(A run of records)
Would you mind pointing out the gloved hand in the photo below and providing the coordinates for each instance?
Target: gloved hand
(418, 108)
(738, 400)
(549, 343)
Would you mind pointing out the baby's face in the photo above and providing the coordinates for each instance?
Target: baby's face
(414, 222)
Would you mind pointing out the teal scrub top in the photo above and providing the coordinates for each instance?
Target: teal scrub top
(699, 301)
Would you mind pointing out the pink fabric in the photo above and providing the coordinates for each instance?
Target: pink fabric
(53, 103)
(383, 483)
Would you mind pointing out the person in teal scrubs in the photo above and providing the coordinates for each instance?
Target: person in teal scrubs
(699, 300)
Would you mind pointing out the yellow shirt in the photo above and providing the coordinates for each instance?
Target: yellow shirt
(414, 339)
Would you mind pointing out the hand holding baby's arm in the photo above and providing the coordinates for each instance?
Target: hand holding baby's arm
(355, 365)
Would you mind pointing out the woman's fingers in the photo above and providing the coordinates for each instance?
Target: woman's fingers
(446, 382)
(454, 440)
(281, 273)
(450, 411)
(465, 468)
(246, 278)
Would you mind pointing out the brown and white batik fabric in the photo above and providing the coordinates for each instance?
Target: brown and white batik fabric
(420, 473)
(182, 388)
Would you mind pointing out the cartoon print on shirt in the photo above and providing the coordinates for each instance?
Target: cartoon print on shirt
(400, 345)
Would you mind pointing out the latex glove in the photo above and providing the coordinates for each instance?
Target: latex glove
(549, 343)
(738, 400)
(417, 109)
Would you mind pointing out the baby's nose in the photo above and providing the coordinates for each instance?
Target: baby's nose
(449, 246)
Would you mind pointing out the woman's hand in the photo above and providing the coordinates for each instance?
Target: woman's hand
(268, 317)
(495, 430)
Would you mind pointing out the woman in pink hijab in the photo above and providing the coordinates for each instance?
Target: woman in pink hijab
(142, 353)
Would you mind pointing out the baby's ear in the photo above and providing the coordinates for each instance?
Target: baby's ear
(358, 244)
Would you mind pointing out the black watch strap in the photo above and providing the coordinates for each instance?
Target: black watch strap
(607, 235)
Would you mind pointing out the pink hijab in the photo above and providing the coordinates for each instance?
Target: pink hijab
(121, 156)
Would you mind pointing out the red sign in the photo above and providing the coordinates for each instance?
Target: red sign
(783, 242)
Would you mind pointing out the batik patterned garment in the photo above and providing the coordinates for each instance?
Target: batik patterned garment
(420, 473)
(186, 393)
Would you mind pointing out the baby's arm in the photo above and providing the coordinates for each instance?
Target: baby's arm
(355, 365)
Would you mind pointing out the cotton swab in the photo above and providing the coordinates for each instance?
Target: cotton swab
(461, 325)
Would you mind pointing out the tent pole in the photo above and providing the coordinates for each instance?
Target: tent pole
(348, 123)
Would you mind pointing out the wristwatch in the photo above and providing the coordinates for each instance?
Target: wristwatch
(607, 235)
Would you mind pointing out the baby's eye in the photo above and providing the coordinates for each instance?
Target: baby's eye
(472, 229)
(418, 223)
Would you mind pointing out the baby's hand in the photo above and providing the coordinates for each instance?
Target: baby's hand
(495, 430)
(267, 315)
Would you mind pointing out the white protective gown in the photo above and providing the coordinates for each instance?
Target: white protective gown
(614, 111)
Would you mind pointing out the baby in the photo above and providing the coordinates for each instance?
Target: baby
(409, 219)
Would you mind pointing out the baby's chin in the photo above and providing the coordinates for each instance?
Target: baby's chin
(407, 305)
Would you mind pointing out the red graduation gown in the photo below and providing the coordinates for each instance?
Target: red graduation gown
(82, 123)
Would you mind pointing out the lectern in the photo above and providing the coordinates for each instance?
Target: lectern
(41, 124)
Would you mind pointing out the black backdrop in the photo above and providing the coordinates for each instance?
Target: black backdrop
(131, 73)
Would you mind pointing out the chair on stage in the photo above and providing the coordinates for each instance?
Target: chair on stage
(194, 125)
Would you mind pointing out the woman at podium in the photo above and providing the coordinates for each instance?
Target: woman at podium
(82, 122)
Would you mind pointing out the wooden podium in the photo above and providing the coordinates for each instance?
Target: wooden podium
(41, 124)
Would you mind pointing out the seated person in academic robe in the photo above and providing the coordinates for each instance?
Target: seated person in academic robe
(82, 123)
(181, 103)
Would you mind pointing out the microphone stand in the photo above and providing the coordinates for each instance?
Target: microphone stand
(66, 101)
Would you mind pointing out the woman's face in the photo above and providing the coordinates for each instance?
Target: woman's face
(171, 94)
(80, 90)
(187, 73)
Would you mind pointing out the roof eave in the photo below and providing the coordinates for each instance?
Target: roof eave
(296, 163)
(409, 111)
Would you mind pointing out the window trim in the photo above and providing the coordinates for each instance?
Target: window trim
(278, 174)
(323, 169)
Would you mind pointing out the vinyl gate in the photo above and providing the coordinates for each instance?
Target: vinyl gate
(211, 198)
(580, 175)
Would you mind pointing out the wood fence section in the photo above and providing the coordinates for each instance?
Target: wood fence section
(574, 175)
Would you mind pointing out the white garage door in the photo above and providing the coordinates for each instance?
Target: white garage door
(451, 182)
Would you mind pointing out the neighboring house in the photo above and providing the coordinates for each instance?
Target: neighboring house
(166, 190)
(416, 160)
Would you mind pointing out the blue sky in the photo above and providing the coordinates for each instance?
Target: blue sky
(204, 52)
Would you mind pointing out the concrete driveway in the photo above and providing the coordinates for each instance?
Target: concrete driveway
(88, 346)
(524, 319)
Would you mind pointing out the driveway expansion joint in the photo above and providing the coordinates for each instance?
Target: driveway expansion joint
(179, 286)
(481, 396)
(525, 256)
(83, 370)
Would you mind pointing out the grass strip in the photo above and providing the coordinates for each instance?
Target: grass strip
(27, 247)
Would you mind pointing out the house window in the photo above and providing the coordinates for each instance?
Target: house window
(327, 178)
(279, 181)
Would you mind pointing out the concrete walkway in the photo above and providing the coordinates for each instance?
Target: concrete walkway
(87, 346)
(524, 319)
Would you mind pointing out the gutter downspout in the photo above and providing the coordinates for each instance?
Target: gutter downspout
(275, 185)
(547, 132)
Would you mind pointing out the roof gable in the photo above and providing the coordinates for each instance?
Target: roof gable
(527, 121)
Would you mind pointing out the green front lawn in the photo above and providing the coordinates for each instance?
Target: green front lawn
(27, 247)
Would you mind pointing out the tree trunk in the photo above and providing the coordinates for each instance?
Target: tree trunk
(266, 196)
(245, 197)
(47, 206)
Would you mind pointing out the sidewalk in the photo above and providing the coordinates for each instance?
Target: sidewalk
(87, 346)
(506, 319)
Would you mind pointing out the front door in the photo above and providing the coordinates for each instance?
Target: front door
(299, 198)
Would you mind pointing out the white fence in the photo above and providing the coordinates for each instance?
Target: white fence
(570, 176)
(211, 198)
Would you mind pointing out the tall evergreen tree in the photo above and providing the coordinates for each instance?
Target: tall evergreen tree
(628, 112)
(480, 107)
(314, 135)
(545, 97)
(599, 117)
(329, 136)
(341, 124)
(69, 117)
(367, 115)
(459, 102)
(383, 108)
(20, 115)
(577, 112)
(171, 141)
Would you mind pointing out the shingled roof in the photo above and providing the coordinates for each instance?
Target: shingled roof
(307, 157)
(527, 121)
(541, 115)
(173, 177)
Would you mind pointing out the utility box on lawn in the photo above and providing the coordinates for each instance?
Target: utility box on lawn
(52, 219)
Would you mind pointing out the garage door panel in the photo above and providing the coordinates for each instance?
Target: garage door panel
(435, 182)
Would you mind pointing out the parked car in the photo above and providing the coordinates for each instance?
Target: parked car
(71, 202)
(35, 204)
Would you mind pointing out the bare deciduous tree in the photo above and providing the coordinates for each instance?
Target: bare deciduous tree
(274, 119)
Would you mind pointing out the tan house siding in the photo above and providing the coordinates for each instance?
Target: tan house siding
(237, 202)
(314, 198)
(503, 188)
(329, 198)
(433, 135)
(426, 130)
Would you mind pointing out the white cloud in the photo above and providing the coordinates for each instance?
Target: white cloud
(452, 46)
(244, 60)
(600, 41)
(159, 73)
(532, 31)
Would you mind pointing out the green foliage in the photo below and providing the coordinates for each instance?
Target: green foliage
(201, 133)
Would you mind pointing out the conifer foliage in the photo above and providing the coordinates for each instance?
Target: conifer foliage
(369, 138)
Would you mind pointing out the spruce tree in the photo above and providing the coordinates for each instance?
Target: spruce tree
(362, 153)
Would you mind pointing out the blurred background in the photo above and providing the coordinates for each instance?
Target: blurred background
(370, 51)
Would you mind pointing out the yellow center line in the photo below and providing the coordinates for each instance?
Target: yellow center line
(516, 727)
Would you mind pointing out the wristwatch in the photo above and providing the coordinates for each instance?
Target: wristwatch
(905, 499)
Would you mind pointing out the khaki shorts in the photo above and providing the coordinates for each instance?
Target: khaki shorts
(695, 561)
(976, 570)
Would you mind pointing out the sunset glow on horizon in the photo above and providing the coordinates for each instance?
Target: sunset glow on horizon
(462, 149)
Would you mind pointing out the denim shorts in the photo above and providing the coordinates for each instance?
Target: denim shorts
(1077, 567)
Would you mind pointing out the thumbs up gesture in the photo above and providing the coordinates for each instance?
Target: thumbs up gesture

### [THE EXERCISE]
Output an exact copy of the lines beginning at the one that holds "Would you mind pointing out the parked" and running through the final line of the records.

### [ANSWER TO THIS PROBLEM]
Would you mind pointing out the parked car in the photo above and providing the coordinates for each instance?
Target: parked car
(71, 202)
(35, 204)
Would you mind pointing out the bare deciduous tree in the photo above and providing the coordinates for each instance?
Target: bare deciduous tree
(274, 119)
Would you mind pointing out the tan house siding in the photo above and providing the coordinates for each instance?
Target: tan house siding
(237, 202)
(314, 198)
(503, 188)
(329, 198)
(433, 135)
(426, 130)
Would you mind pointing out the white cloud in the photo above and providing the coordinates for each instance?
Target: white cloud
(452, 46)
(244, 60)
(600, 41)
(159, 73)
(532, 31)
Would you mind pointing out the green foliage in the photo below and providing the coordinates for each instance?
Target: green foliage
(201, 133)
Would you mind pointing out the conifer foliage in the photo above and providing the coordinates for each instance?
Target: conifer foliage
(369, 138)
Would you mind pointing out the spruce tree in the photo above and providing the coordinates for each instance?
Target: spruce tree
(362, 153)
Would you mind pointing out the blurred background in the photo above and providing the coordinates for each instance?
Target: blurred background
(370, 51)
Would you mind pointing out the yellow center line in the photo below and providing the coordinates for each instance?
Target: yellow center line
(516, 727)
Would you mind pointing out the wristwatch in the photo above and providing the coordinates for each instance?
Target: wristwatch
(905, 499)
Would you mind pointing out the khaki shorts in the photo above and providing the coordinates for each instance?
Target: khaki shorts
(695, 561)
(976, 570)
Would you mind pointing out the sunset glow on horizon in the photo above and providing the coordinates for each instance?
Target: sunset glow on horizon
(462, 149)
Would you mind pointing out the denim shorts in the photo above and providing the coordinates for each instance?
Target: denim shorts
(1077, 567)
Would you mind pointing out the thumbs up gesture in the photo above and providing the coordinates for each instance?
Target: thumbs up gesture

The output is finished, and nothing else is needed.